──────── Extracted records ────────
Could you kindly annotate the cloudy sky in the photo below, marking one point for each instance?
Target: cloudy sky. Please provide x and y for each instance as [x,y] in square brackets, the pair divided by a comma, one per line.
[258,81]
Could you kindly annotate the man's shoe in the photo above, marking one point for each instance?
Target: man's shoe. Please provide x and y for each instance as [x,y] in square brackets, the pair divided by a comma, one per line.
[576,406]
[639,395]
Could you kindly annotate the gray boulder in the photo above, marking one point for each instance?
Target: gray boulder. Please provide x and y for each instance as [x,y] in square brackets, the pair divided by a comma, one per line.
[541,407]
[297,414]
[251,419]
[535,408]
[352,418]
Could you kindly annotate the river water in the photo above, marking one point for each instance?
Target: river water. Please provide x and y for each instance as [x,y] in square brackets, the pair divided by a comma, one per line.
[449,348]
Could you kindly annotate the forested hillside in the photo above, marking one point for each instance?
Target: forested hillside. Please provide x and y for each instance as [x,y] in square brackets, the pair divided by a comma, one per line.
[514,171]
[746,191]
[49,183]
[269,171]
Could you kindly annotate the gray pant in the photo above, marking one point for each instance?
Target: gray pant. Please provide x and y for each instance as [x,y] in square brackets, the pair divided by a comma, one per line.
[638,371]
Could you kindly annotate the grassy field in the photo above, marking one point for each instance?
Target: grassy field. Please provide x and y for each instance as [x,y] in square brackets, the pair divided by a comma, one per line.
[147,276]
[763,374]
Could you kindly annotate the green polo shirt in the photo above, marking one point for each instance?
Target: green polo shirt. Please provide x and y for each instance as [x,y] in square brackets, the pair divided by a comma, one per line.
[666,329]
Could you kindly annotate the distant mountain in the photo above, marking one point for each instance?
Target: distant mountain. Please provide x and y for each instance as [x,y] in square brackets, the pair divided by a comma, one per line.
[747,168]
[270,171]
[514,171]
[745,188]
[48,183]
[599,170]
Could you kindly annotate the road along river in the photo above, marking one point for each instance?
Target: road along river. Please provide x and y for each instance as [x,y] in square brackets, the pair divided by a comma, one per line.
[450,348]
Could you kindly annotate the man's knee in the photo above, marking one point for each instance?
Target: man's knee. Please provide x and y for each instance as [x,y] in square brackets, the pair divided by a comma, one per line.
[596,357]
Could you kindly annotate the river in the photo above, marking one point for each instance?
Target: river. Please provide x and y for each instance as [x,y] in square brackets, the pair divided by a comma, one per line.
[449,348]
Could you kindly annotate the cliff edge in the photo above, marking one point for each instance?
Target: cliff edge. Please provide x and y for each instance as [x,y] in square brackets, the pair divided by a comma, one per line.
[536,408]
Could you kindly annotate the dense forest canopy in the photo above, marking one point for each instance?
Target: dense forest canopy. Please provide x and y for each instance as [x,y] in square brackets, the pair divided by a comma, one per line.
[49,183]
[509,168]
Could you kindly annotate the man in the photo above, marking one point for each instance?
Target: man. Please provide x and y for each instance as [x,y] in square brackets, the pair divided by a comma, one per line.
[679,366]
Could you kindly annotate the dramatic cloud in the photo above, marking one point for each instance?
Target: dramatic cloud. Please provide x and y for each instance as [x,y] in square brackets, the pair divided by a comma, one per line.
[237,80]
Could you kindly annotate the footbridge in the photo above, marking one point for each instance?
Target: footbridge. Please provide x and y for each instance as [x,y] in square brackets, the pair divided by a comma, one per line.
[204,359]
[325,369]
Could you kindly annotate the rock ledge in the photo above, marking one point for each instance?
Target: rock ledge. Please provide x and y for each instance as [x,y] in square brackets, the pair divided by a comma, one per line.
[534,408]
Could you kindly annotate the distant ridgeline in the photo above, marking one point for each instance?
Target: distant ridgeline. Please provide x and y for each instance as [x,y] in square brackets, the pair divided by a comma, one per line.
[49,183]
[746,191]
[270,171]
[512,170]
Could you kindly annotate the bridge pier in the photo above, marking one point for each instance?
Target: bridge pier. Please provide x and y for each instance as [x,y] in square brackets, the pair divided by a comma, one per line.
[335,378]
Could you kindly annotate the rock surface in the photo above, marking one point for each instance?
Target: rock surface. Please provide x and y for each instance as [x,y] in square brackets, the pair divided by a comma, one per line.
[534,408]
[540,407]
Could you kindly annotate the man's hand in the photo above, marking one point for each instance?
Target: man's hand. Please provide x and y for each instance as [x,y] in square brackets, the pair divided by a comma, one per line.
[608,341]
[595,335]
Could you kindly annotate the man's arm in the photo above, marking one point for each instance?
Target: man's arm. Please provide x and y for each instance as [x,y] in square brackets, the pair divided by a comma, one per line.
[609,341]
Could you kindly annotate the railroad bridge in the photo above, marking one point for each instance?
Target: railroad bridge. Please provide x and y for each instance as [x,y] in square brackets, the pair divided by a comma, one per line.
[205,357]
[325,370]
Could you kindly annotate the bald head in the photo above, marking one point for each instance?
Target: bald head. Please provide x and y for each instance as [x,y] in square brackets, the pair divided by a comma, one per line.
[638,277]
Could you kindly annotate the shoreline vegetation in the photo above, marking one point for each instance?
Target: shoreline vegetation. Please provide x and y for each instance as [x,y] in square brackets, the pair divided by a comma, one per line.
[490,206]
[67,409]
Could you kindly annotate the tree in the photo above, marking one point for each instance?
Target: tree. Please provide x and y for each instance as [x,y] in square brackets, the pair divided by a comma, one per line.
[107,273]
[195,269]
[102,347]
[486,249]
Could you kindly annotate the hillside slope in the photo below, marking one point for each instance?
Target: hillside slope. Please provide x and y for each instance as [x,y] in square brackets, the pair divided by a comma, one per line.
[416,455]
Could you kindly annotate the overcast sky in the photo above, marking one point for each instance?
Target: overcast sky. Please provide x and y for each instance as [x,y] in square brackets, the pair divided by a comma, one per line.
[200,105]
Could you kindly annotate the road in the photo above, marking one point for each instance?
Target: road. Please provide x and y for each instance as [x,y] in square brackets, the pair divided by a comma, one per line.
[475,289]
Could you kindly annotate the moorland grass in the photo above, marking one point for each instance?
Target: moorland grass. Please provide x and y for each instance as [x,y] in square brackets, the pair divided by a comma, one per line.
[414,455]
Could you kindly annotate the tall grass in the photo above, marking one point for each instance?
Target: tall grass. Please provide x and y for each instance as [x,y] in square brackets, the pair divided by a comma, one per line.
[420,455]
────────
Copy out each line of the data above, exactly, if it lies between the line holding "Target: cloudy sky." and the line holding "Could you kindly annotate the gray boulder", inclusive; copy no other line.

Exercise result:
Target: cloudy sky. Please provide x and y for each instance as [x,y] in square brackets, the pair divided by a comma, one per line.
[258,81]
Could you kindly annotate the man's shoe in the photo above, marking one point for each instance?
Target: man's shoe. Please provide x and y for each instance as [x,y] in square brackets, the pair divided by a comma, one per line.
[576,406]
[639,395]
Could you kindly annotate the gray boulder in the photo above, marking one point for each instance?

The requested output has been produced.